Таких записей известно несколько. Первая из них относится к 1852 г., вторая, очень похожая на первую, сделана 13 июля 1854 г., следующая, самая знаменитая, внесена в дневник 4 марта 1855 г. Наконец в 1860 г. Толстой после смерти брата помещает в дневник еще одну важную мысль об идее создать материалистическое евангелие.
1852 «Верую во единого, непостижимого, доброго Бога, в бессмертие души и в вечное возмездие за дела наши; не понимаю тайны троицы и рождения сына Божия, но уважаю и не отвергаю веру отцов моих».
(46, 149). Орфография и курсив подлинника.
1854 «Верую во единого всемогущего и доброго Бога, в бессмертие души и в вечное возмездие по делам нашим; желаю веровать в религию отцов моих и уважаю ее».
(47, 12).
1855 «Нынче я причащался. Вчера разговор о божественном и вере навел меня на великую громадную мысль, осуществлению которой я чувствую себя способным посвятить жизнь. – Мысль эта – основание новой религии, соответствующей развитию человечества, религии Христа, но очищенной от веры и таинственности, религии практической не обещающей будущее блаженство, но дающей блаженство на земле. Привести эту мысль в исполнение я понимаю, что могут только поколения, сознательно работающие к этой цели. Одно поколение будет завещать мысль эту следующему и когда-нибудь фанатизм или разум приведут ее в исполнение. Действовать сознательно к соединению людей с религией, вот основание мысли, которая, надеюсь, увлечет меня».

Данные локализации: по одной точке на каждый экземпляр:
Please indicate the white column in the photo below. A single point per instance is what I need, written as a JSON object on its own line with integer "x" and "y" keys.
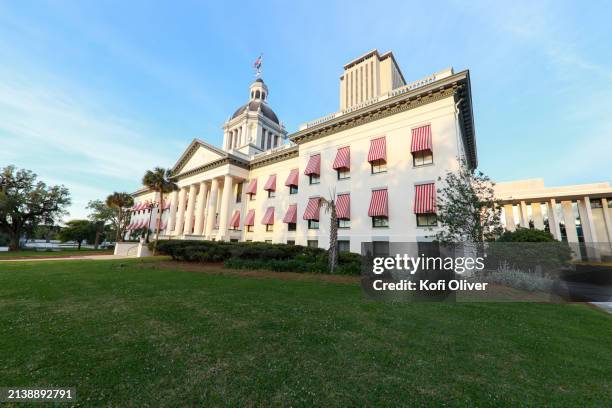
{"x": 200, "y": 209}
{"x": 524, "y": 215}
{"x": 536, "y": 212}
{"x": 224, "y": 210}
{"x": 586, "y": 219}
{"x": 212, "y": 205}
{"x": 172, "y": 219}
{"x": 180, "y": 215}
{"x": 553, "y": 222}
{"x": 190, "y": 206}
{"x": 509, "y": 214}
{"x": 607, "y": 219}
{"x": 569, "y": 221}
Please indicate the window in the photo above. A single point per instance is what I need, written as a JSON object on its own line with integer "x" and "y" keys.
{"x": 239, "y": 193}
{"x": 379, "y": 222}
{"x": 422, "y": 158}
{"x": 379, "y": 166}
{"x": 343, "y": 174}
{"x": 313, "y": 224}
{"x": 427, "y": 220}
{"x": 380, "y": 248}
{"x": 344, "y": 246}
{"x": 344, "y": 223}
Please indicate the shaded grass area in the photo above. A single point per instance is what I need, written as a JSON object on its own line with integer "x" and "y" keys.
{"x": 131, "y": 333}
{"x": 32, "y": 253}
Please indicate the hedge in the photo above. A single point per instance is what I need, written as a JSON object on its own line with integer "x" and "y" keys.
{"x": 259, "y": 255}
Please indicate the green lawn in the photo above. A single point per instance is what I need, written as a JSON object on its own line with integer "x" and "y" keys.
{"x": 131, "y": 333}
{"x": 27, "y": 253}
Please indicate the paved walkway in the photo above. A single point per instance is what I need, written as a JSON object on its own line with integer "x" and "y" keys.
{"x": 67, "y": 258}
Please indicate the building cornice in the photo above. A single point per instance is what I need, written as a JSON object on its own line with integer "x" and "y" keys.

__Опираясь на текст__
1. Какого числа Толстой внёс в дневник самую знаменитую запись, если верить отрывку о дневниковых записях Толстого?
2. Продолжите отрывок о дневниковых записях Толстого, начав сразу после последней приведённой в нём фразы.
Эти позиции для работы не понадобятся.

__Ответы__
1. 4 марта 1855 г.

2.
(47, 37–38).
1855 «Боже! благодарю тебя за Твое постоянное покровительство мне. Как верно ведешь ты меня к добру. И каким бы я был ничтожным созданием, ежели бы ты оставил меня. Не остави меня, Боже! напутствуй мне и не для удовлетворения моих ничтожных стремлений, а для достижения вечной и великой неведомой, но сознаваемой мной цели бытия».
(47, 42).
1860 «Скоро месяц что Николинька умер. Страшно оторвало меня от жизни это событие. Опять вопрос: зачем? Уже недалеко до отправления туда. Куда? Никуда. – Пытаюсь писать, принуждаю себя, и не идет только оттого, что не могу приписывать работе того значения, какое нужно приписывать для того, чтобы иметь силу и терпенье работать. Во время самых похорон пришла мне мысль написать материалистическое евангелие, жизнь Христа материалиста».
(48, 30).
Конечно, в дальнейшем, когда Л. Толстой отвергнет художественное творчество и целиком будет занят религиозными вопросами, записи в его дневнике, посвященные различным аспектам веры и христианского учения, будут появляться часто. Но упомянутые отрывки имеют совершенно особое значение. Именно в них была намечена программа, от которой писатель в дальнейшем не очень сильно уклонялся.
Какие же принципиальные для себя идеи Толстой формулирует в дневниковых «символах»? Первый из них вполне вписывается в просвещенческую программу и содержит минимальный набор требований к разумной вере. Бог добр, требует праведной жизни и воздаст каждому по его делам. Заметим, что все эти формулировки носят сугубо моралистический характер, это деистический манифест, который вполне мог возникнуть и в XVIII веке, и ранее где-нибудь в Англии. Обратим также внимание на постоянное подчеркивание Толстым того факта, что его вера есть также и вера его отцов. Почему для молодого Толстого так важна связь с «отцами»? Думаю, ответ есть только один: это последняя попытка удержаться в русле традиции в ситуации, когда разум обрушивается на нее со всей толстовской интеллектуальной мощью и прямолинейностью.